[BEGIN Dataset records]
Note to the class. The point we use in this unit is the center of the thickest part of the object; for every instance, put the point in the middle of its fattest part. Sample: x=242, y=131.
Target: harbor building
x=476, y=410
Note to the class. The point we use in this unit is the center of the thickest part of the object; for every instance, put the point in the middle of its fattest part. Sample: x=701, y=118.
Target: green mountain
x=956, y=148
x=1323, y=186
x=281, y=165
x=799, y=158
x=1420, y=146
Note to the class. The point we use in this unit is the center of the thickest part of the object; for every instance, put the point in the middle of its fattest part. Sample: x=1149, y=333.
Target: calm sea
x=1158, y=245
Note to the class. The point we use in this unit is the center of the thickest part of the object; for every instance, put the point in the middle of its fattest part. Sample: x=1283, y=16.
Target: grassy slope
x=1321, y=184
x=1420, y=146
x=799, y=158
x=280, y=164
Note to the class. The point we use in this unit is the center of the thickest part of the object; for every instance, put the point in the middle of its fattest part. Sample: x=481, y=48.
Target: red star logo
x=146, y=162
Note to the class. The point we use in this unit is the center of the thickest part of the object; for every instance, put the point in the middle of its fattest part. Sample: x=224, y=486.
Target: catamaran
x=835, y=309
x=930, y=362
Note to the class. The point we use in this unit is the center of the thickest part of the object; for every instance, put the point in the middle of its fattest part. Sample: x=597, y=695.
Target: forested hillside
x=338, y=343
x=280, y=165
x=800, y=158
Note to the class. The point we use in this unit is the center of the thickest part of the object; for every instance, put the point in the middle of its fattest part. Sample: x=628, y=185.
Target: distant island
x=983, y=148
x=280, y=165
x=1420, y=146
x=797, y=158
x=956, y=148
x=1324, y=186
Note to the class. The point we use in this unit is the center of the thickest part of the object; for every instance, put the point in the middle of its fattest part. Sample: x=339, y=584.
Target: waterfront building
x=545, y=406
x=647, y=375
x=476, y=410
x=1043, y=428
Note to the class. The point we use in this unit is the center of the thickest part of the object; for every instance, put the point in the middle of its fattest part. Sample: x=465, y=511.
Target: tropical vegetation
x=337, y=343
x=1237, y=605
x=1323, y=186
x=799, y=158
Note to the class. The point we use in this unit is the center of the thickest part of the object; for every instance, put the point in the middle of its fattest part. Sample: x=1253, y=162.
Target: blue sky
[END Dataset records]
The problem:
Copy the lines above exactly as they appear.

Exercise response:
Note to the class. The point we use in this unit is the center of the thickest part of the object; for every instance, put the point in the middle of its fattest part. Sample: x=242, y=131.
Target: harbor building
x=476, y=410
Note to the class. The point we use in this unit is the center of the thickest part of the object; for every instance, put the point in the middle of its fattest part. Sample: x=701, y=118.
Target: green mountain
x=956, y=148
x=1323, y=186
x=281, y=165
x=799, y=158
x=1420, y=146
Note to the class. The point we use in this unit is the center of the thickest part of the object; for every instance, put the point in the middle of its fattest part. Sample: x=1149, y=333.
Target: calm sea
x=1158, y=245
Note to the class. The point we use in this unit is the center of the thickest part of the object; for every instance, put the point in the middle of its fattest part. Sample: x=1283, y=16.
Target: grassy slope
x=1321, y=184
x=1420, y=146
x=799, y=158
x=280, y=164
Note to the class. The point we use in this unit is the center of the thickest part of the object; for every instance, put the point in the middle of its fattest part. Sample: x=481, y=48.
Target: red star logo
x=146, y=162
Note to the class. The point we use in this unit is the center of the thickest part of the object; for every instance, put the point in the middle of its fattest part. Sample: x=224, y=486.
Target: catamaran
x=835, y=309
x=930, y=362
Note to the class. The point we use in this unit is the center of the thickest part of the object; for every instance, put the point in the middle of its fattest part. Sample: x=597, y=695.
Target: forested hillside
x=338, y=343
x=280, y=165
x=800, y=158
Note to the class. The point we use in this unit is the center of the thickest part of the object; for every instance, put the point in the middle of its fattest part. Sample: x=628, y=185.
Target: distant island
x=983, y=148
x=280, y=165
x=1420, y=146
x=797, y=158
x=956, y=148
x=1324, y=186
Note to the class. The point we use in this unit is the center of the thickest part of the object; for every instance, put the point in the middle of its fattest part. Sample: x=339, y=584.
Target: waterfront building
x=545, y=406
x=647, y=375
x=476, y=410
x=1043, y=428
Note to the class. The point we use in this unit is the center of the thickest part of the object; for every instance, put the point in the middle of its fattest part. Sample: x=465, y=511.
Target: tropical vegetation
x=337, y=343
x=1237, y=605
x=1323, y=186
x=799, y=158
Note to the class. The point we use in this unit is the center of the thickest part of the object; for every instance, put the point in the middle of its fattest part. Sample: x=1253, y=162.
Target: blue sky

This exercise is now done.